- [REQUIREMENT A]
Answer these from the reading-life excerpt below:
(i) In what year did the Batavia sail from Amsterdam?
(ii) What name was given to the strong winds around 40 degrees south?
(iii) For how long were the three children taken out of school for the trip?

PAGE EXCERPT below:

80. My Reading Life 10: Batavia, Norway and Lord of the Flies



There is a constant interplay between my reading life, my writing life and what we like to call ‘the real world’. Resonances, echoes, parallels.
I first read of the atrocities committed on the Abrolhos islands, off the coast of Western Australia, back in 1980, in a book called Island of the Angry Ghosts. The Dutch ship, Batavia, along with a small fleet of 8 other ships, sailed from Amsterdam in 1629 , bound for the Spice Islands. Their specific destination was the island of Java, and the city of Batavia – what we now know as Jakarta.
The Dutch had discovered that the most efficient way to reach the Spice Islands was to head in a south-westerly direction from Amsterdam – towards the east coast of Brazil, in South America – rather than heading directly south and following the African coast. For the going down the African coast and around the Horn was slow; ships could be becalmed for days, for weeks on end. Instead, the Dutch used the strong winds in those southern latitudes, around 40 degrees south – which were called ‘the Roaring Forties’ – to speed them across the southern Atlantic and then the southern Indian oceans.
Back in 1980 we were setting off on our own adventure – a trip around Australia. I had taken long service leave, and my then wife and I took our three children (aged 9, 7 and 3 at the time) out of school for four months to make the trip. I half planned to write a book about the journey. [My concept – which still seems to me a good idea – was to write a sort of resource book to help parents ‘home teach’ their children as they travelled around the continent – an activity that was quite common back then. As a result, I’d started reading books like Storm Boy, Colin Thiele’s account of a boy and his love for pelicans as he grew up in the Coorong region of South Australia. Parents could read Storm Boy to their children as they explored the Coorong on their long trek around Australia; the experience of the ‘place’ would be deepened and enlivened by reading this piece of literature, and the experience of the literature would be enhanced too. That was my aspiration.] It was this book-concept that led me to read Hugh Edwards’ account, Island of the Angry Ghosts.

End of PAGE EXCERPT.
EXTRACTED DATA below:

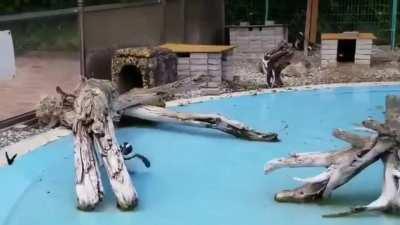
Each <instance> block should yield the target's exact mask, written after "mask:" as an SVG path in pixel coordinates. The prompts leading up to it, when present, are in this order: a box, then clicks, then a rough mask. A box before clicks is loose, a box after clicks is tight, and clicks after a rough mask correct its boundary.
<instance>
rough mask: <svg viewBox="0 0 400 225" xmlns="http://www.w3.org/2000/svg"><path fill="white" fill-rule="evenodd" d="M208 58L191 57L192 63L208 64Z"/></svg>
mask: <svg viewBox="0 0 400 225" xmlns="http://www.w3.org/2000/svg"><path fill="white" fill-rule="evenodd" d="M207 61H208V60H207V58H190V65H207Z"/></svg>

End of EXTRACTED DATA.
EXTRACTED DATA below:

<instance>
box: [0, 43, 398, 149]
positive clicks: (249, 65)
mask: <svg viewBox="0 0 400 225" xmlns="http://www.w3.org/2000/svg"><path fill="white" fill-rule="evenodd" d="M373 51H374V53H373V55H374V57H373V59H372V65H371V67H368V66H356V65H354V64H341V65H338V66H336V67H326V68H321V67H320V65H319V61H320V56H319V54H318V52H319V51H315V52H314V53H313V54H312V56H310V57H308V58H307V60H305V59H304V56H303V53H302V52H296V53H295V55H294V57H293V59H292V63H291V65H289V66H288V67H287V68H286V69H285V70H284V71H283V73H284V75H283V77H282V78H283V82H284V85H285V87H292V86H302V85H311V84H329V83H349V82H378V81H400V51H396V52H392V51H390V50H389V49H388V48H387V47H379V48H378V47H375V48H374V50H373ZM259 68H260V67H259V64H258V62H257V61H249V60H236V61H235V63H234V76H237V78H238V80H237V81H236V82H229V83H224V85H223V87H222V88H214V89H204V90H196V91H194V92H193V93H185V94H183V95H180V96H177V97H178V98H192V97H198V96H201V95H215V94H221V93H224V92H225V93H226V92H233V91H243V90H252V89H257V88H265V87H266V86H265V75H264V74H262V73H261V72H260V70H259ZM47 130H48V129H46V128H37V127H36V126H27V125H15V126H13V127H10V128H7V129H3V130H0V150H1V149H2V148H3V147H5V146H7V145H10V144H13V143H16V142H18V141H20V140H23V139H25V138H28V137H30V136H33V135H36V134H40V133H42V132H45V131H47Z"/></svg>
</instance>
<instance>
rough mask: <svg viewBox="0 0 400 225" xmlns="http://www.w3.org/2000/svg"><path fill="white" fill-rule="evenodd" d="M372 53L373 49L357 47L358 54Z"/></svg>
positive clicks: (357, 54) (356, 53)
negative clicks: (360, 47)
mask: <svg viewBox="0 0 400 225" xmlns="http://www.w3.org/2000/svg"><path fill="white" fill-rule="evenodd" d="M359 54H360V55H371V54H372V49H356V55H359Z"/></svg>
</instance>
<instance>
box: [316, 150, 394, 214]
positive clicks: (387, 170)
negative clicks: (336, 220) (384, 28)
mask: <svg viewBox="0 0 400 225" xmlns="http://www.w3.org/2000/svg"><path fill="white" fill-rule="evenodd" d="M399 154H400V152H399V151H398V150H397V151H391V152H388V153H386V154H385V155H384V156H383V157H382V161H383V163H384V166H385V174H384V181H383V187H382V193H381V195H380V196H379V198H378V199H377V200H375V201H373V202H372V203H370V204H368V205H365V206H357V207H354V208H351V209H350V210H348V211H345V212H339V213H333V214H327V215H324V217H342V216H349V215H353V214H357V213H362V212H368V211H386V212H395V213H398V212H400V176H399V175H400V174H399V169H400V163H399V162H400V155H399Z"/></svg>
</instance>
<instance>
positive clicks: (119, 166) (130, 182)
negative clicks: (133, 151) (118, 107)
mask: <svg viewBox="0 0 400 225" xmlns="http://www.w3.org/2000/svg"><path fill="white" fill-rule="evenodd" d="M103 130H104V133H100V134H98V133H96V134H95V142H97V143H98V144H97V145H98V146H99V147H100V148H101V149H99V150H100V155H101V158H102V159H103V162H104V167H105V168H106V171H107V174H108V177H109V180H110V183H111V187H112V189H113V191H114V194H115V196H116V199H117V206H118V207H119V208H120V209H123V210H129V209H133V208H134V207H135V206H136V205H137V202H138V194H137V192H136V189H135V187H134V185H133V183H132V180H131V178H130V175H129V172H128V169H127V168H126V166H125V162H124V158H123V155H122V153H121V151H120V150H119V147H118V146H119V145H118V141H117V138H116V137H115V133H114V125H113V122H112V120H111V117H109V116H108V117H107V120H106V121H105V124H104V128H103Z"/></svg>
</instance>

End of EXTRACTED DATA.
EXTRACTED DATA below:

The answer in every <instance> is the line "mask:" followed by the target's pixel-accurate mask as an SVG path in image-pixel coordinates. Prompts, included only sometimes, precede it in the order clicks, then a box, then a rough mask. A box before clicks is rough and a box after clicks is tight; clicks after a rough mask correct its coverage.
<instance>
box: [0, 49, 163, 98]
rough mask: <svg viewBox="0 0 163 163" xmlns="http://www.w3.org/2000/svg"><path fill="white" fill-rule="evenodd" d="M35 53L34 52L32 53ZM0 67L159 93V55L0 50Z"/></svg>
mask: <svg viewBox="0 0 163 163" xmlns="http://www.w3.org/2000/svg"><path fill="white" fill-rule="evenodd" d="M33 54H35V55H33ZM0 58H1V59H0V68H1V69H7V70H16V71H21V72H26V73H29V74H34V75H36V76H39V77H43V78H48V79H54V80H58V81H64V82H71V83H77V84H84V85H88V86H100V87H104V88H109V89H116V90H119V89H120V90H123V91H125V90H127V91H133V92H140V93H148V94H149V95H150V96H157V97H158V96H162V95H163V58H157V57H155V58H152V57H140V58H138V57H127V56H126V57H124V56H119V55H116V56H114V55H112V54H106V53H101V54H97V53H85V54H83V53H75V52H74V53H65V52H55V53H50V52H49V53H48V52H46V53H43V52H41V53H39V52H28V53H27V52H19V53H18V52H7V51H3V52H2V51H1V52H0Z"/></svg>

End of EXTRACTED DATA.

- [REQUIREMENT B] List each row above that contains the string "positive". Case counts.

- [EXERCISE OUTPUT A]
(i) 1629
(ii) The Roaring Forties
(iii) Four months

- [EXERCISE OUTPUT B]
positive clicks: (249, 65)
positive clicks: (357, 54) (356, 53)
positive clicks: (387, 170)
positive clicks: (119, 166) (130, 182)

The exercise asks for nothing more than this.